> [PROBLEM STATEMENT]
Find the word "Target" in the data. Return every line where it appears.

+ + +

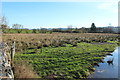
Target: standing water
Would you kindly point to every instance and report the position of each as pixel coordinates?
(106, 70)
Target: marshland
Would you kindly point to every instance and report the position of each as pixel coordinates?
(61, 55)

+ + +

> [REPLY TO THE EXERCISE]
Target: standing water
Target: marshland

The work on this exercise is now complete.